• [Description of the task]:
Would you please copy the part of the material below that opens with the line containing "Target: dining chair" and closes with the line containing "Task: point to every instance of the decorative pillow."? Copy it exactly, and only it.

• [Information provided]:
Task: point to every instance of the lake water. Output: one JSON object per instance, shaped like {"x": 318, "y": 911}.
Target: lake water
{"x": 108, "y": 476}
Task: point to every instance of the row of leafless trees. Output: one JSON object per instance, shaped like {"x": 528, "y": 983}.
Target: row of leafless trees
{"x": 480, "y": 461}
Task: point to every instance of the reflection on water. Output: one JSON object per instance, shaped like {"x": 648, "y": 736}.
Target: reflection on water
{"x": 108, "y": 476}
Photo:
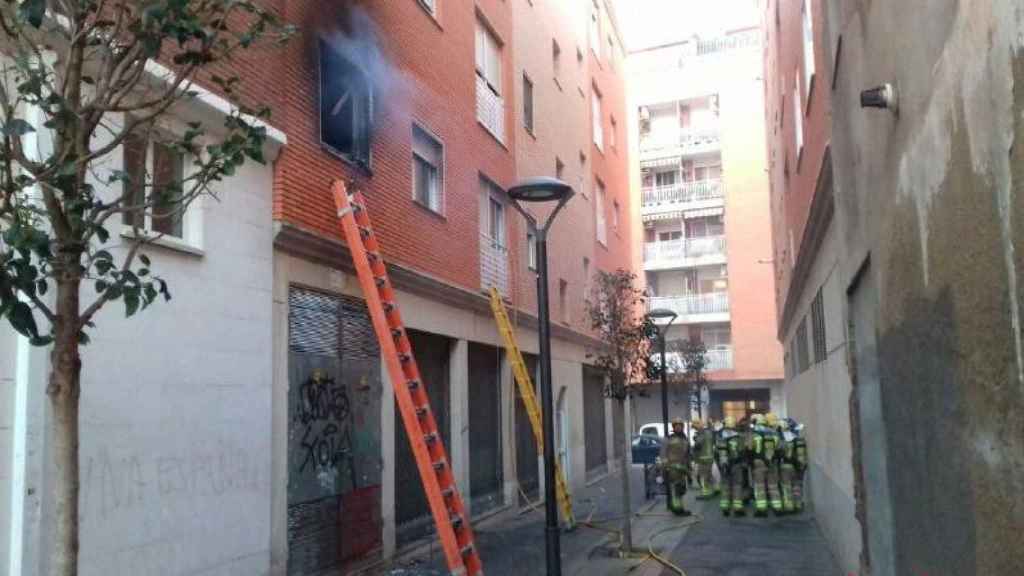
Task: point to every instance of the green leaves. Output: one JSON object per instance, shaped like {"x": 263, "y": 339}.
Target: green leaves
{"x": 32, "y": 11}
{"x": 17, "y": 127}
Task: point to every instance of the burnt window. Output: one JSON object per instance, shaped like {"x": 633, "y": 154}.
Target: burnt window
{"x": 346, "y": 107}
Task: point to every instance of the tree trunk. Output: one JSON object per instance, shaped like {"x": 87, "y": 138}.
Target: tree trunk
{"x": 627, "y": 493}
{"x": 64, "y": 392}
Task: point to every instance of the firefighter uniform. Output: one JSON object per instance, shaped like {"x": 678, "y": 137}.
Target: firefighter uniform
{"x": 794, "y": 466}
{"x": 731, "y": 457}
{"x": 764, "y": 465}
{"x": 704, "y": 452}
{"x": 676, "y": 462}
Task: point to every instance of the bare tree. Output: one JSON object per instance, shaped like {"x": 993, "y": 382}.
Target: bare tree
{"x": 615, "y": 309}
{"x": 80, "y": 79}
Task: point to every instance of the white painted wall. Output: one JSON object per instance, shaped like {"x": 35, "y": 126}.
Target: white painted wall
{"x": 819, "y": 398}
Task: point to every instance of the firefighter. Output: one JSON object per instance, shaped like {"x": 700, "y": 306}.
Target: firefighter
{"x": 773, "y": 456}
{"x": 675, "y": 465}
{"x": 794, "y": 465}
{"x": 704, "y": 452}
{"x": 731, "y": 455}
{"x": 763, "y": 464}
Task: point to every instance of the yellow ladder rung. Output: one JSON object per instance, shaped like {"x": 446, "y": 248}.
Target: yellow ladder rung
{"x": 525, "y": 384}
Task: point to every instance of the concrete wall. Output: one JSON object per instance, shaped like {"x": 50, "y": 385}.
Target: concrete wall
{"x": 932, "y": 198}
{"x": 819, "y": 398}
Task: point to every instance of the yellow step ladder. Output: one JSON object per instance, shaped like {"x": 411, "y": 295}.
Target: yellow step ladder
{"x": 525, "y": 385}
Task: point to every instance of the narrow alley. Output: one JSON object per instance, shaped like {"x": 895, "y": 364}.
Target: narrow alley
{"x": 511, "y": 287}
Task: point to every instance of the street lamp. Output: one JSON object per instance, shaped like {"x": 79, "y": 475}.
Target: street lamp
{"x": 545, "y": 190}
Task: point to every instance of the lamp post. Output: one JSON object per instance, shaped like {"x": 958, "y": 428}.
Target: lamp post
{"x": 655, "y": 315}
{"x": 545, "y": 190}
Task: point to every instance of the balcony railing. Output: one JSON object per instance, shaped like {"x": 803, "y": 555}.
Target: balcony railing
{"x": 682, "y": 193}
{"x": 692, "y": 304}
{"x": 680, "y": 252}
{"x": 494, "y": 265}
{"x": 690, "y": 140}
{"x": 489, "y": 109}
{"x": 718, "y": 359}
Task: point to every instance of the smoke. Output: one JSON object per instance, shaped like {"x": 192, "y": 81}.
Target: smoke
{"x": 355, "y": 36}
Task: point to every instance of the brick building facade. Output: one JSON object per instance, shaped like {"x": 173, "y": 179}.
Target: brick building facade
{"x": 704, "y": 206}
{"x": 463, "y": 101}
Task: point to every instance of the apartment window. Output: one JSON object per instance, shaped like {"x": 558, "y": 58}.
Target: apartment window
{"x": 798, "y": 120}
{"x": 527, "y": 104}
{"x": 596, "y": 113}
{"x": 488, "y": 58}
{"x": 563, "y": 299}
{"x": 665, "y": 178}
{"x": 556, "y": 58}
{"x": 346, "y": 107}
{"x": 818, "y": 326}
{"x": 531, "y": 247}
{"x": 803, "y": 355}
{"x": 428, "y": 170}
{"x": 602, "y": 233}
{"x": 489, "y": 107}
{"x": 808, "y": 25}
{"x": 493, "y": 213}
{"x": 155, "y": 173}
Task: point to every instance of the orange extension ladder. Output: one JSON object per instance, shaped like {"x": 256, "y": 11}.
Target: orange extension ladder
{"x": 431, "y": 459}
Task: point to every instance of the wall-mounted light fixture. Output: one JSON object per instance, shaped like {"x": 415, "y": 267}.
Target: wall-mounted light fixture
{"x": 884, "y": 96}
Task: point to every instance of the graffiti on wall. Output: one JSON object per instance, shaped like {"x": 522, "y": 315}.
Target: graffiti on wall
{"x": 334, "y": 456}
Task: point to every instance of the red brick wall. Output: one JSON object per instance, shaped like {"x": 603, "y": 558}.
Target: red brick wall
{"x": 562, "y": 129}
{"x": 434, "y": 63}
{"x": 792, "y": 195}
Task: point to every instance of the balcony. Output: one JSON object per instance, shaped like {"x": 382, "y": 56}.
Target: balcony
{"x": 489, "y": 110}
{"x": 694, "y": 309}
{"x": 719, "y": 359}
{"x": 687, "y": 252}
{"x": 687, "y": 141}
{"x": 700, "y": 194}
{"x": 494, "y": 265}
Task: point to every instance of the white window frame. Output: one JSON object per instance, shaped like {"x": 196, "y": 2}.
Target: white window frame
{"x": 808, "y": 41}
{"x": 438, "y": 191}
{"x": 531, "y": 248}
{"x": 798, "y": 122}
{"x": 598, "y": 121}
{"x": 599, "y": 198}
{"x": 488, "y": 57}
{"x": 190, "y": 240}
{"x": 531, "y": 117}
{"x": 494, "y": 198}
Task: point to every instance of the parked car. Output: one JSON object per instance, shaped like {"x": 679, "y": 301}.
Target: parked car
{"x": 645, "y": 449}
{"x": 655, "y": 429}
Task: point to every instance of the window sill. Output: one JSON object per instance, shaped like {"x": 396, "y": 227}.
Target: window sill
{"x": 492, "y": 134}
{"x": 429, "y": 210}
{"x": 361, "y": 166}
{"x": 810, "y": 94}
{"x": 169, "y": 242}
{"x": 432, "y": 13}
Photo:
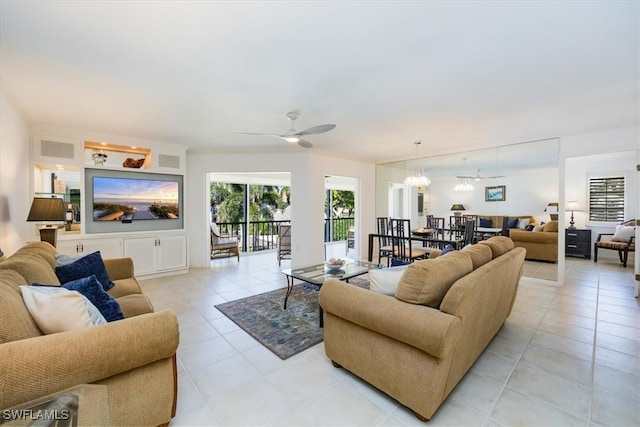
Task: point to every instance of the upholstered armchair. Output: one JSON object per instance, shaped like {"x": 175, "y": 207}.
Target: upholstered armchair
{"x": 623, "y": 241}
{"x": 224, "y": 245}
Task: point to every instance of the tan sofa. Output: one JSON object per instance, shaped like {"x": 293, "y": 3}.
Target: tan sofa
{"x": 134, "y": 357}
{"x": 417, "y": 353}
{"x": 540, "y": 244}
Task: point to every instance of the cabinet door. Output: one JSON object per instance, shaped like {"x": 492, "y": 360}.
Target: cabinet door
{"x": 109, "y": 248}
{"x": 143, "y": 251}
{"x": 172, "y": 252}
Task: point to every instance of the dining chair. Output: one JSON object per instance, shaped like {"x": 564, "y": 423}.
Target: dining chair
{"x": 284, "y": 242}
{"x": 403, "y": 248}
{"x": 385, "y": 246}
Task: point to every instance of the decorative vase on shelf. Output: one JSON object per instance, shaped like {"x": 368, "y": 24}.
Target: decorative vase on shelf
{"x": 99, "y": 157}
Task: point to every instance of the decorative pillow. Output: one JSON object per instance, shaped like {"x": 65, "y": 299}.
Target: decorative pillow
{"x": 447, "y": 249}
{"x": 91, "y": 288}
{"x": 385, "y": 280}
{"x": 396, "y": 262}
{"x": 64, "y": 259}
{"x": 427, "y": 282}
{"x": 57, "y": 309}
{"x": 486, "y": 222}
{"x": 85, "y": 267}
{"x": 623, "y": 233}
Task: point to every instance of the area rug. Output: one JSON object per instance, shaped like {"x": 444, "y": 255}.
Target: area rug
{"x": 283, "y": 332}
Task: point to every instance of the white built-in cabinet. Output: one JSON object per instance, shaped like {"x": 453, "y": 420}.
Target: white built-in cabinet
{"x": 156, "y": 254}
{"x": 109, "y": 248}
{"x": 59, "y": 160}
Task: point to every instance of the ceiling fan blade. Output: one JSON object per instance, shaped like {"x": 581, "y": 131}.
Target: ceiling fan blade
{"x": 304, "y": 143}
{"x": 255, "y": 133}
{"x": 316, "y": 129}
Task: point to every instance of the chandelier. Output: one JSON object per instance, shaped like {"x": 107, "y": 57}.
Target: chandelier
{"x": 418, "y": 179}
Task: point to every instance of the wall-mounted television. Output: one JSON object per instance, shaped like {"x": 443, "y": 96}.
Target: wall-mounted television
{"x": 120, "y": 201}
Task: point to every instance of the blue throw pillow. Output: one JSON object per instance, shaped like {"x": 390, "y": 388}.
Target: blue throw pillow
{"x": 486, "y": 222}
{"x": 447, "y": 249}
{"x": 396, "y": 262}
{"x": 85, "y": 267}
{"x": 91, "y": 288}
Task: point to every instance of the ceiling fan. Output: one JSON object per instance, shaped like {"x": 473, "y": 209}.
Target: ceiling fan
{"x": 293, "y": 135}
{"x": 478, "y": 177}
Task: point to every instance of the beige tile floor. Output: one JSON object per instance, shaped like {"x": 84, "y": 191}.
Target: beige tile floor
{"x": 569, "y": 354}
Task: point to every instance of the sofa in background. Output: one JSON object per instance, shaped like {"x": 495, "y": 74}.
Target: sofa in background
{"x": 135, "y": 357}
{"x": 417, "y": 345}
{"x": 541, "y": 243}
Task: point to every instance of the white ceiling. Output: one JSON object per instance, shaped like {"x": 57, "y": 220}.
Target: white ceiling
{"x": 455, "y": 75}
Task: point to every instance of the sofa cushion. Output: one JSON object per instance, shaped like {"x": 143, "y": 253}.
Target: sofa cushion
{"x": 499, "y": 245}
{"x": 33, "y": 267}
{"x": 623, "y": 233}
{"x": 427, "y": 282}
{"x": 385, "y": 280}
{"x": 480, "y": 254}
{"x": 85, "y": 267}
{"x": 15, "y": 321}
{"x": 56, "y": 309}
{"x": 91, "y": 288}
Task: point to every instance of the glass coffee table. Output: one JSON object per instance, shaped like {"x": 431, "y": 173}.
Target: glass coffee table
{"x": 317, "y": 274}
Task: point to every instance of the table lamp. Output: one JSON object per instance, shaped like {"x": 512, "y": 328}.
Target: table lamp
{"x": 457, "y": 208}
{"x": 572, "y": 205}
{"x": 47, "y": 209}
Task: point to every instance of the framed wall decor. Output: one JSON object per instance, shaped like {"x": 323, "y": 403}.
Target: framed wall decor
{"x": 495, "y": 194}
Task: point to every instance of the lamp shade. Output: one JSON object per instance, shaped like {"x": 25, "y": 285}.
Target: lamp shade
{"x": 46, "y": 209}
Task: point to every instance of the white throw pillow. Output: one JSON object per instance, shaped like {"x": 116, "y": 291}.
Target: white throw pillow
{"x": 624, "y": 233}
{"x": 385, "y": 280}
{"x": 56, "y": 309}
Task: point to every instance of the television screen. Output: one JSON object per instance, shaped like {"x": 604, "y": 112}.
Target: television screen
{"x": 121, "y": 201}
{"x": 128, "y": 199}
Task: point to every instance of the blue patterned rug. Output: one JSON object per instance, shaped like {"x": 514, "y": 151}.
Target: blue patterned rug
{"x": 284, "y": 332}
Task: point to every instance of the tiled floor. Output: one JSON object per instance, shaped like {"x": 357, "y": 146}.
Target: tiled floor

• [Response for this exercise]:
Target: dining chair
{"x": 284, "y": 242}
{"x": 403, "y": 248}
{"x": 385, "y": 246}
Task: point to every instance of the decorative vase on shelf. Output: one JSON object per instance, shaped like {"x": 368, "y": 24}.
Target: decorative vase on shelf
{"x": 99, "y": 157}
Task: point to every instance of the decorative pillow. Output: one JSON object per instance, shaped like {"x": 65, "y": 299}.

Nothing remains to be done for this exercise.